The records below need to be set down again exactly; their images stay out.

#####

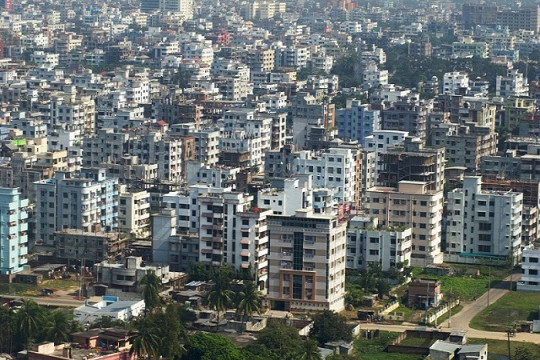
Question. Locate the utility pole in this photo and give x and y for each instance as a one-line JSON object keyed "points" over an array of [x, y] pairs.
{"points": [[450, 310], [427, 302], [508, 336]]}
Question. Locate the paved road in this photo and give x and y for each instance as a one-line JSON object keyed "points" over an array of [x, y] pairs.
{"points": [[49, 300], [461, 320], [472, 308]]}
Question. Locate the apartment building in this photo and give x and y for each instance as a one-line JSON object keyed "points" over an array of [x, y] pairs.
{"points": [[530, 270], [180, 251], [407, 114], [368, 244], [134, 213], [483, 223], [412, 204], [334, 169], [88, 202], [307, 261], [412, 161], [466, 144], [455, 81], [73, 245], [513, 84], [13, 231]]}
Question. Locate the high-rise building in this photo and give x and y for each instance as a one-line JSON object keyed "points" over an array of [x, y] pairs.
{"points": [[412, 205], [13, 231], [483, 223], [369, 244], [88, 202], [412, 161], [150, 5], [307, 261]]}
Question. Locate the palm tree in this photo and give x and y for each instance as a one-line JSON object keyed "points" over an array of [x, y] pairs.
{"points": [[220, 297], [151, 286], [250, 301], [311, 350], [58, 326], [144, 342], [29, 320]]}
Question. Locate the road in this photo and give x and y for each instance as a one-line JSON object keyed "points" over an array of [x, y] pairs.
{"points": [[461, 320], [63, 301]]}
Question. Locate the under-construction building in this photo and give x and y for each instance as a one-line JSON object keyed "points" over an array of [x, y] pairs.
{"points": [[412, 161]]}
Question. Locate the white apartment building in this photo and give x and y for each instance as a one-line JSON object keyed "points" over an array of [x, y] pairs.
{"points": [[379, 143], [43, 58], [307, 262], [134, 213], [245, 133], [483, 223], [530, 270], [453, 81], [88, 202], [230, 229], [513, 84], [368, 244], [215, 176], [73, 113], [334, 169], [373, 77], [411, 205]]}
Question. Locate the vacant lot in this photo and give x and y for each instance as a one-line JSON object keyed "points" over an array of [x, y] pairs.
{"points": [[469, 281], [512, 308], [374, 349]]}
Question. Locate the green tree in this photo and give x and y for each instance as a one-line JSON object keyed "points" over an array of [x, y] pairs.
{"points": [[259, 352], [311, 350], [220, 297], [250, 302], [205, 346], [7, 319], [330, 326], [170, 332], [523, 353], [29, 319], [281, 339], [107, 322], [144, 340], [58, 326], [151, 285]]}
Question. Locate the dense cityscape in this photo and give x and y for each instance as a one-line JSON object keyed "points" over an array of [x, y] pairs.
{"points": [[270, 180]]}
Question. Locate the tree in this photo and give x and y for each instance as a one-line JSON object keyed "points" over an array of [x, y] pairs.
{"points": [[250, 302], [205, 346], [330, 326], [151, 286], [281, 339], [220, 297], [144, 340], [107, 322], [170, 332], [311, 350], [29, 321], [7, 319], [523, 353], [58, 326]]}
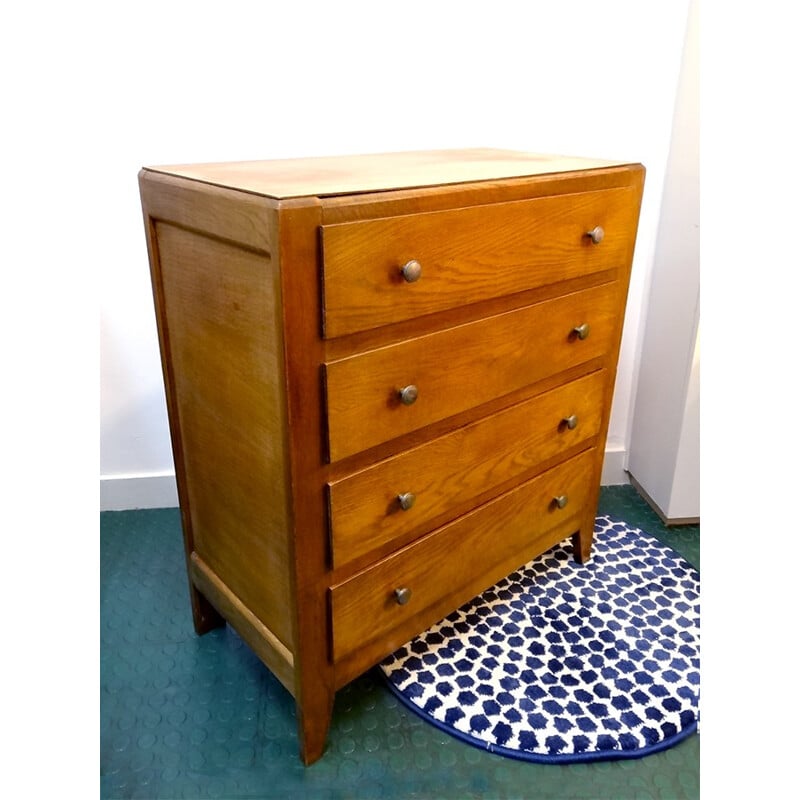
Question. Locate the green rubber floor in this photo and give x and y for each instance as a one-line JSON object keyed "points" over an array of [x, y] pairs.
{"points": [[183, 716]]}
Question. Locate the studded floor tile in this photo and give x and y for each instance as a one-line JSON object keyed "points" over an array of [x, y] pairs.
{"points": [[184, 716]]}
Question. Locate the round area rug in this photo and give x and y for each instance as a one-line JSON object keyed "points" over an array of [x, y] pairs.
{"points": [[563, 662]]}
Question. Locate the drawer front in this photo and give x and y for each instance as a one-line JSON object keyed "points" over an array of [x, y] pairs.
{"points": [[467, 255], [374, 506], [439, 567], [462, 367]]}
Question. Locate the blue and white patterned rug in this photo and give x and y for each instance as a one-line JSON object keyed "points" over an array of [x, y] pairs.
{"points": [[563, 662]]}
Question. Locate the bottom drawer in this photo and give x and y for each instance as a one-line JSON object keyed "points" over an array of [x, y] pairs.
{"points": [[390, 595]]}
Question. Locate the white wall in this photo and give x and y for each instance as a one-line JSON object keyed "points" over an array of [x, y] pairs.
{"points": [[664, 443], [183, 82]]}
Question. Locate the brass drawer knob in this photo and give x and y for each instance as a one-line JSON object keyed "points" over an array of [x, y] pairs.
{"points": [[408, 394], [411, 271], [402, 595], [570, 422], [596, 234], [581, 331], [406, 500]]}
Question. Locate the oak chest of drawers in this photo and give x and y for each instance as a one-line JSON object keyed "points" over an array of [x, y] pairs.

#####

> **Task solution**
Question. Locate the utility pole in this photo and give x and y for each instance as a one-line JSON object keyed "points" over an array of [x, y] pairs.
{"points": [[450, 310], [427, 302], [508, 336]]}
Question. Locate the paved road in this photo and give x and y for each instance as a one-line JSON object keyed "points" over an array of [x, y] pairs.
{"points": [[49, 300], [461, 320], [472, 308]]}
Question. Locate the apartment building in this photo and give x and y for each instance as a one-line JSON object keyed "points" over an array of [x, y] pairs.
{"points": [[530, 270], [180, 251], [407, 114], [368, 244], [134, 213], [483, 223], [412, 204], [334, 169], [88, 202], [307, 261], [412, 161], [466, 144], [455, 81], [73, 245], [513, 84], [13, 231]]}
Question. Locate the high-rise building in this photo and give x and y for each instance as a one-line JSON object keyed "points" over an array of [x, y] pairs.
{"points": [[412, 205], [13, 231], [483, 223], [369, 244], [88, 202], [412, 161], [150, 5], [307, 261]]}
Question. Locate the palm tree in this photo and give x and y for each instance as a one-line JSON object keyed "points" over an array of [x, y] pairs.
{"points": [[220, 297], [151, 286], [250, 301], [311, 350], [58, 326], [144, 342], [29, 320]]}
Question. Locate the road in this photo and give x and y for each instance as a one-line JSON object keyed "points" over an array of [x, y] pairs.
{"points": [[461, 320], [63, 301]]}
Question. Locate the under-construction building in this photo and give x and y for each instance as a one-line JSON object keyed "points" over an array of [x, y] pairs.
{"points": [[412, 161]]}
Question. Locate the white apartment building in this photo and give x and y for each instance as a one-line JSON object keyed "points" over an array of [x, y] pairs.
{"points": [[379, 143], [43, 58], [307, 262], [134, 213], [245, 133], [483, 223], [530, 270], [453, 81], [88, 202], [230, 229], [513, 84], [368, 244], [215, 176], [73, 113], [334, 169], [373, 77], [411, 205]]}
Question. Locate the vacant lot in this photo and give x and y for each instance as a one-line JSON object keyed "points" over an array of [x, y] pairs.
{"points": [[469, 281], [512, 308], [374, 349]]}
Question. Locate the green tree in this photo and give x and y for each instance as a one-line JSON object keyed "points" over an array of [x, y] pairs.
{"points": [[259, 352], [311, 350], [220, 297], [250, 302], [205, 346], [7, 319], [330, 326], [170, 332], [523, 353], [29, 319], [281, 339], [107, 322], [144, 340], [58, 326], [151, 285]]}
Question. Locate the dense cityscape in this photo and give x and y for each instance as a one-line JSON object keyed "points" over an array of [x, y] pairs.
{"points": [[270, 180]]}
Question. Locate the tree in this photo and give x and y for each instance as a one-line JSON object keyed "points" over an array of [x, y] pairs.
{"points": [[250, 302], [205, 346], [330, 326], [151, 286], [281, 339], [220, 297], [144, 340], [107, 322], [170, 332], [311, 350], [29, 321], [7, 319], [523, 353], [58, 326]]}
Question. Locate the green rubber floor in this photo and give x and y for each instance as a one-line JSON object keyed "points" over an array of [x, y] pairs.
{"points": [[183, 716]]}
Question. Locate the studded floor tile in this photo and give x and y for each instance as a one-line JSON object keyed "points" over an array of [x, y] pairs.
{"points": [[184, 716]]}
Question. Locate the round area rug in this photo and give x and y for each instance as a one-line JSON object keyed "points" over an array of [x, y] pairs.
{"points": [[563, 662]]}
Question. Locate the drawer front in this photo and give x and y for each instance as a one-line JSON object keyed "points" over an array of [x, y] pairs.
{"points": [[467, 255], [374, 506], [439, 567], [462, 367]]}
Question. Locate the blue and white patterned rug in this photo and give x and y for each instance as a one-line JSON object keyed "points" over an array of [x, y] pairs.
{"points": [[563, 662]]}
Question. Locate the bottom drawer in this photo and give x and y for each instance as a one-line JSON object keyed "points" over an array of [x, y] pairs.
{"points": [[390, 595]]}
Question. Locate the white wall in this photo and give x and y for each instance as a one-line JSON object keyed "points" over an array of [x, y] pairs.
{"points": [[664, 443], [183, 82]]}
Question. Locate the brass drawer knob in this photo and give x and y for each instance as a one-line JSON object keyed "points" over an array of [x, y] pairs.
{"points": [[408, 394], [411, 271], [402, 595], [570, 422], [596, 234], [581, 331], [406, 500]]}
Question. Locate the oak chest of drawers in this photo and give x and y for each instance as a one-line JSON object keyed "points" over an array of [x, y] pairs.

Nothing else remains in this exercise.